• _What you need to do_:
Reproduce word for word everything in the data below, from the line containing "[tag] pair of" down to the last line of the data.

• _Data for processing_:

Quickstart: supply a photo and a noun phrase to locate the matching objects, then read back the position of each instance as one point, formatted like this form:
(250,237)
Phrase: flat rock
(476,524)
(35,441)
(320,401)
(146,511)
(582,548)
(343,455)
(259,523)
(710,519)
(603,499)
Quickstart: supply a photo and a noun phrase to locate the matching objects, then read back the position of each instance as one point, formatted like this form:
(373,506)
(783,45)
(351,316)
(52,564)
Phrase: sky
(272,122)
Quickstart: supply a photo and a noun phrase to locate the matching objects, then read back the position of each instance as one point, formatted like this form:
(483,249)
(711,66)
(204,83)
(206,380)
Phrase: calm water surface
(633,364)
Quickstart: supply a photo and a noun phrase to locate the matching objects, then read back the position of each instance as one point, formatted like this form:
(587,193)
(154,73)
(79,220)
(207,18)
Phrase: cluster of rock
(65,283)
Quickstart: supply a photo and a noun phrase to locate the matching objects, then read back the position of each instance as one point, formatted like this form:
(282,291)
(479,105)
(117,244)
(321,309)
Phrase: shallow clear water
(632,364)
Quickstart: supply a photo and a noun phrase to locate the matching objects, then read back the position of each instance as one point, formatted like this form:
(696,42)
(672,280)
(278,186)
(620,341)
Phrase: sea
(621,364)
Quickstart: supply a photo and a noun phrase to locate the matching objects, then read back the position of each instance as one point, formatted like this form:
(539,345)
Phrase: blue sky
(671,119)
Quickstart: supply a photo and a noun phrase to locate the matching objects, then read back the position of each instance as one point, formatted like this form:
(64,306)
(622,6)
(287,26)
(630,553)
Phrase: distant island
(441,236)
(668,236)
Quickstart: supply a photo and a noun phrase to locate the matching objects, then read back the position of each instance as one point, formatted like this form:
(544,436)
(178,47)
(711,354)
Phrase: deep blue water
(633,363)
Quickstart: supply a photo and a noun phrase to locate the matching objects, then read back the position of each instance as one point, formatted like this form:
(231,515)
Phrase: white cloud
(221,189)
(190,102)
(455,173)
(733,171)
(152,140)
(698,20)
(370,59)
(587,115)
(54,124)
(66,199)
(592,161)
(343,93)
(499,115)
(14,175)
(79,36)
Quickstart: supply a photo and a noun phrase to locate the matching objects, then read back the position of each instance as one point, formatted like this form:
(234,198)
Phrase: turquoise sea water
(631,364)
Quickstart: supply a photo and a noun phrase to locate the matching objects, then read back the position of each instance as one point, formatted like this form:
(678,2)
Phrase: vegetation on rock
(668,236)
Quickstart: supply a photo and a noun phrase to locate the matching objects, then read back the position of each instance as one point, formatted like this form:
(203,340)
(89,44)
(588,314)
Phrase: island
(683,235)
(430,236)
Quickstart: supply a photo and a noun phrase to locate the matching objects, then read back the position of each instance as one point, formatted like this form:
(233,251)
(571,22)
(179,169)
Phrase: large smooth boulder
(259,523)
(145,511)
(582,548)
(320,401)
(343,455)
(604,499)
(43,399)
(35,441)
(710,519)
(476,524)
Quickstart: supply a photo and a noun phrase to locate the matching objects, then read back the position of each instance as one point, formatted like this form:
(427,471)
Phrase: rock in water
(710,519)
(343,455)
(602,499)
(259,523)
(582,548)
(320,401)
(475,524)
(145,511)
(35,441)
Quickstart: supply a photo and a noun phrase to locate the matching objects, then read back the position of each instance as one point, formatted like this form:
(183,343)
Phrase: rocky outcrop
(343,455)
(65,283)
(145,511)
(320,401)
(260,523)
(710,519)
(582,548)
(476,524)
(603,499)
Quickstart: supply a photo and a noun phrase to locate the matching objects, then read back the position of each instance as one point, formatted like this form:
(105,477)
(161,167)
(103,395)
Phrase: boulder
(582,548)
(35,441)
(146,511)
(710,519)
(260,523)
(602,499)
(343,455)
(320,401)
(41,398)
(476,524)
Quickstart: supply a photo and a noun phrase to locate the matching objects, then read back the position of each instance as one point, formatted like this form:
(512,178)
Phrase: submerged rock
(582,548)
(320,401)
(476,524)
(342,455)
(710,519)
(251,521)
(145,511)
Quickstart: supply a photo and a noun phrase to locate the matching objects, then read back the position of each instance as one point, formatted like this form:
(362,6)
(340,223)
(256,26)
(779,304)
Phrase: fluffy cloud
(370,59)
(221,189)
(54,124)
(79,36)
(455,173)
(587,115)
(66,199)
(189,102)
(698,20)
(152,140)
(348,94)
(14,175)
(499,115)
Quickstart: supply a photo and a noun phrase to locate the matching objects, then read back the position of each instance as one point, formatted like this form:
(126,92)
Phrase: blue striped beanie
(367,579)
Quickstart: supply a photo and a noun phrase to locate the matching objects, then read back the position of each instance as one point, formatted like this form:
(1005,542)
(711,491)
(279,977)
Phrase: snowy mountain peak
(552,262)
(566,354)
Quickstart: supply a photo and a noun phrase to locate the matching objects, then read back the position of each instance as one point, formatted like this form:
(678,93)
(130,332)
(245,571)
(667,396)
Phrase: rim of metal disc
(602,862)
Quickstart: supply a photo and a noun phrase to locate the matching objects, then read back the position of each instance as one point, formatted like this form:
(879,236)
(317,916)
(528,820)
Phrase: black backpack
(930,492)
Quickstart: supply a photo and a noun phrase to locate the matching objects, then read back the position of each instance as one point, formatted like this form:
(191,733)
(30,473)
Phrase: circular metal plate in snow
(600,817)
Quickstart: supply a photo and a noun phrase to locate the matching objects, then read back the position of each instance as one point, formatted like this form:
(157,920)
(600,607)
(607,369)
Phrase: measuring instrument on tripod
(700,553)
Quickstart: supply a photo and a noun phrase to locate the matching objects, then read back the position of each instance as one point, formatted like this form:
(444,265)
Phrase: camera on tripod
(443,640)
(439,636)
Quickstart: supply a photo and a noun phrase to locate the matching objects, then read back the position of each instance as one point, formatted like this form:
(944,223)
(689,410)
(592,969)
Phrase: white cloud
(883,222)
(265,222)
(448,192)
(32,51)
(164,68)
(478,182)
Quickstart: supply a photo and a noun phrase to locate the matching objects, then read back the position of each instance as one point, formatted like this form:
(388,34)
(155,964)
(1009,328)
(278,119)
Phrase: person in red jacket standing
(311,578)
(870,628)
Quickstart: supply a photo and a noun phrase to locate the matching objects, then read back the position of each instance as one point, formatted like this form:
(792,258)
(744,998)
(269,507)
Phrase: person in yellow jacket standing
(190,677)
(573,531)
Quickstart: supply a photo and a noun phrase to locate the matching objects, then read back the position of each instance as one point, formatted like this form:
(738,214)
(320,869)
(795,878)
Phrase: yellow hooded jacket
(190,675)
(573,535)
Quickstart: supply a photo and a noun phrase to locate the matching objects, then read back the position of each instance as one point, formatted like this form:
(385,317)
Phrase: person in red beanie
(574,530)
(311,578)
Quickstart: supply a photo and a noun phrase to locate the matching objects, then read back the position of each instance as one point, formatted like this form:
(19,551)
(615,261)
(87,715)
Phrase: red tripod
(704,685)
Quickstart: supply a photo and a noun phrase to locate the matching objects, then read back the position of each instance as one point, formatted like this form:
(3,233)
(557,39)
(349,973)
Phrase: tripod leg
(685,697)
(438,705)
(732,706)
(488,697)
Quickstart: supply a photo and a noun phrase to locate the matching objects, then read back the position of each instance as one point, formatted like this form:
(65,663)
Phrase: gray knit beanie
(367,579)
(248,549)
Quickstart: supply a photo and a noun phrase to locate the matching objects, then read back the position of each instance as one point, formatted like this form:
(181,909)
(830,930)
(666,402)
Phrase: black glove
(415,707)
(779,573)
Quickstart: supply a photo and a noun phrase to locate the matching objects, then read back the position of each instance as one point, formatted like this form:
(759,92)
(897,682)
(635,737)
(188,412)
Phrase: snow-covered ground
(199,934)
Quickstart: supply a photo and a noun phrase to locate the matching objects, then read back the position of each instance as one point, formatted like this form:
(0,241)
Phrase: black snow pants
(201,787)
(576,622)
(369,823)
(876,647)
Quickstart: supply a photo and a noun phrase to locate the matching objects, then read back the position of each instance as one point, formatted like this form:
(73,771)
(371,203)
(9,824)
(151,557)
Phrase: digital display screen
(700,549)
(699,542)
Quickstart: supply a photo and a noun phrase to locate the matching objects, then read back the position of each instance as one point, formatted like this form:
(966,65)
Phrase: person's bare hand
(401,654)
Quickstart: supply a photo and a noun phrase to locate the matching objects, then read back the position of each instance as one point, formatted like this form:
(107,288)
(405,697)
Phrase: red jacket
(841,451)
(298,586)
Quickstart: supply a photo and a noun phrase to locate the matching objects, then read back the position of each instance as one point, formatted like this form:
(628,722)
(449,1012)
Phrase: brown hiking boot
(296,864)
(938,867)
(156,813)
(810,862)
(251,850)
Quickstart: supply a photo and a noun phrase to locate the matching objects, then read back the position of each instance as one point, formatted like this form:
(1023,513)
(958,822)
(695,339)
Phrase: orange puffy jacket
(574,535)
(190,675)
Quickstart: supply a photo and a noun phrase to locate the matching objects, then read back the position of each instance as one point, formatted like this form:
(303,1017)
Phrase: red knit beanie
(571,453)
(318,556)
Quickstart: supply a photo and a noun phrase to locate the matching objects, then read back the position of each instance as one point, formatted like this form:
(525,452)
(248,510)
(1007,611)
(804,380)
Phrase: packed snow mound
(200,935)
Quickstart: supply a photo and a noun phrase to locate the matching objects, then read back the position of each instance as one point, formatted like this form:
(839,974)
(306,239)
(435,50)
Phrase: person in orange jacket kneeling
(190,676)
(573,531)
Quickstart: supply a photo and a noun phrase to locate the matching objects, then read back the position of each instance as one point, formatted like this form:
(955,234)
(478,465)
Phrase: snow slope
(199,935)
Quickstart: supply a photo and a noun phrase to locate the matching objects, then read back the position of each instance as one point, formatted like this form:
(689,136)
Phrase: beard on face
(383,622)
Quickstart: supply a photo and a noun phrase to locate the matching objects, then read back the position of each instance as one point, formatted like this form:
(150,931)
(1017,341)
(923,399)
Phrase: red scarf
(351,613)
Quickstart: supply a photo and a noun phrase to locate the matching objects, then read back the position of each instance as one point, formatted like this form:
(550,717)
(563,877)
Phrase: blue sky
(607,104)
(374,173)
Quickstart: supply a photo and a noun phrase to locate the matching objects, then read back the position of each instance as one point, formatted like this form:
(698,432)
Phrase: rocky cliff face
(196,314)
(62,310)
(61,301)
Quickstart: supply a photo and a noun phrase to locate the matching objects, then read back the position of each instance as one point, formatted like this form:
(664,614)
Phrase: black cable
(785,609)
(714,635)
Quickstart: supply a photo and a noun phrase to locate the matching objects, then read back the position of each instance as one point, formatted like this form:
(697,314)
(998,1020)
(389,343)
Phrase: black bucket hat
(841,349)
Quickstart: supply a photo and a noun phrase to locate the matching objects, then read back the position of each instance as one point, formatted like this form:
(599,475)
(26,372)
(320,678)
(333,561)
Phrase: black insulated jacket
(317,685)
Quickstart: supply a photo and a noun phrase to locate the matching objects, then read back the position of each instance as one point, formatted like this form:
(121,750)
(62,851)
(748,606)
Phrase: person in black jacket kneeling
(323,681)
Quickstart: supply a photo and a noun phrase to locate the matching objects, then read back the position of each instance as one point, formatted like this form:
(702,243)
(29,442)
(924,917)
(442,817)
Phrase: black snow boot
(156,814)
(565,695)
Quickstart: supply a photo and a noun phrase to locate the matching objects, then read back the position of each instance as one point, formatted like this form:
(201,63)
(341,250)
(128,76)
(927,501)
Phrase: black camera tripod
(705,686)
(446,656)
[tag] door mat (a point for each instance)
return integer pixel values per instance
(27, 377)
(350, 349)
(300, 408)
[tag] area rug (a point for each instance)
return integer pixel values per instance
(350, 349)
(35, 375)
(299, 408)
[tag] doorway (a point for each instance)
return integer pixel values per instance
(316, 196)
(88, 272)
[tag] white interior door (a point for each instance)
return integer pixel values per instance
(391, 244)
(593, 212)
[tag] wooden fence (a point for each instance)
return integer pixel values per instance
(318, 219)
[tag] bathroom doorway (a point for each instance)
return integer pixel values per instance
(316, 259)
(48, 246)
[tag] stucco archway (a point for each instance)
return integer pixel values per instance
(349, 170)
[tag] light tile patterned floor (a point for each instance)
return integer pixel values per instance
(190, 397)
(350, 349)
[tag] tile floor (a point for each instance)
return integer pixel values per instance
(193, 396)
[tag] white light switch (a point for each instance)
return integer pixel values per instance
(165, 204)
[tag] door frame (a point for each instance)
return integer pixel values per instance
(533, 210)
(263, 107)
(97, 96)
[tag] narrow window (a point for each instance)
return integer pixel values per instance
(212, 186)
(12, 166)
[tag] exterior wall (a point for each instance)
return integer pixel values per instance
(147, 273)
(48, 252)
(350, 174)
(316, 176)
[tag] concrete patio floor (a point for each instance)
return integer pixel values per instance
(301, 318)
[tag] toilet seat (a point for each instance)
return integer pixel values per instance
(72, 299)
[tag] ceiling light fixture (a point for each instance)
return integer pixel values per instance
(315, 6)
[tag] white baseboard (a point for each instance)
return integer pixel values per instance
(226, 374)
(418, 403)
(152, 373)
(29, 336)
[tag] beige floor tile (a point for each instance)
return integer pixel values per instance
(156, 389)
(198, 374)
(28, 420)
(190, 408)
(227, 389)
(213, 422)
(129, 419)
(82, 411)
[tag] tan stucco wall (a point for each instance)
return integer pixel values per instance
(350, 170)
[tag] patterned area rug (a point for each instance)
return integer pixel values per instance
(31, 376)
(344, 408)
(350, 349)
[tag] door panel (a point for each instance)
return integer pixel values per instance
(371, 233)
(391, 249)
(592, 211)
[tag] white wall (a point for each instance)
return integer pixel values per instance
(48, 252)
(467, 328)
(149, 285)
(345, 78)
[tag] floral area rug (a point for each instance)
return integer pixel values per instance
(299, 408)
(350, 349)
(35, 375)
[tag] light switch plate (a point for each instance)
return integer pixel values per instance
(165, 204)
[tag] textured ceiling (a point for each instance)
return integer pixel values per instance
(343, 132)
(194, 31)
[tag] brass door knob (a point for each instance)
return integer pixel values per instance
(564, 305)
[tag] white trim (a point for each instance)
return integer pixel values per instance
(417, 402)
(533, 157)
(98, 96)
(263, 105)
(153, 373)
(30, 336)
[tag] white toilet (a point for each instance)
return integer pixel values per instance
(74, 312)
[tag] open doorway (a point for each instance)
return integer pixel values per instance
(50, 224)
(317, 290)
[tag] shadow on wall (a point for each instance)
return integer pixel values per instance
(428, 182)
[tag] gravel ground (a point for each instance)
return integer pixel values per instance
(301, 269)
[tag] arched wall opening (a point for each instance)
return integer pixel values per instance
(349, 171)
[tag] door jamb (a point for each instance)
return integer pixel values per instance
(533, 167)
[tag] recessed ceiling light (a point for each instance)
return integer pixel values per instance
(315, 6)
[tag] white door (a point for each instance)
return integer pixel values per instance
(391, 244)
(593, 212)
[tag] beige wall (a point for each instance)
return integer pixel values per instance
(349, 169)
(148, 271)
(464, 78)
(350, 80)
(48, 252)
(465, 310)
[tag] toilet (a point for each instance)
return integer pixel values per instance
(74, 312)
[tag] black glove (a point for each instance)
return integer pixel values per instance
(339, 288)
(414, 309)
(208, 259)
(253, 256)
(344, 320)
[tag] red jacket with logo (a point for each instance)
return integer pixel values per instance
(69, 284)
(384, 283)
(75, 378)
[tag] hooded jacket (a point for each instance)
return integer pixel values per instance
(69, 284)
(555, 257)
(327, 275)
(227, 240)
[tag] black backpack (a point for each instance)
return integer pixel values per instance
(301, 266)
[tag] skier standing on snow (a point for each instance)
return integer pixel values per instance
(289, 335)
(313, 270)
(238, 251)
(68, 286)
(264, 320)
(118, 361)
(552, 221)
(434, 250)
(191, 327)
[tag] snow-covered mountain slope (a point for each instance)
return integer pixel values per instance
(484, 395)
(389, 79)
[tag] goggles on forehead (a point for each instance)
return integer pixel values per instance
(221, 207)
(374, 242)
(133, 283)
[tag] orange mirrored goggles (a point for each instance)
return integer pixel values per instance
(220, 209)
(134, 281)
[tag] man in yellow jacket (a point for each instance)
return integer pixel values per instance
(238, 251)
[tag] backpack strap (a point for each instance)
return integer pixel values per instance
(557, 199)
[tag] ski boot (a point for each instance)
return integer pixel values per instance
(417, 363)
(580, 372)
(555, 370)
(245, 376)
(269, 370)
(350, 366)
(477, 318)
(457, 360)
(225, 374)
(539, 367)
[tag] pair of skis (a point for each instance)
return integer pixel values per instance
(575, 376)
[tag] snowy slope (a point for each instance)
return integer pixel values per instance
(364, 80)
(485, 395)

• _Solution for this task_:
[tag] pair of skis (a point for each instance)
return integer pixel values per instance
(575, 376)
[tag] snowy slope (a point for each instance)
return integer pixel values per instance
(364, 80)
(485, 395)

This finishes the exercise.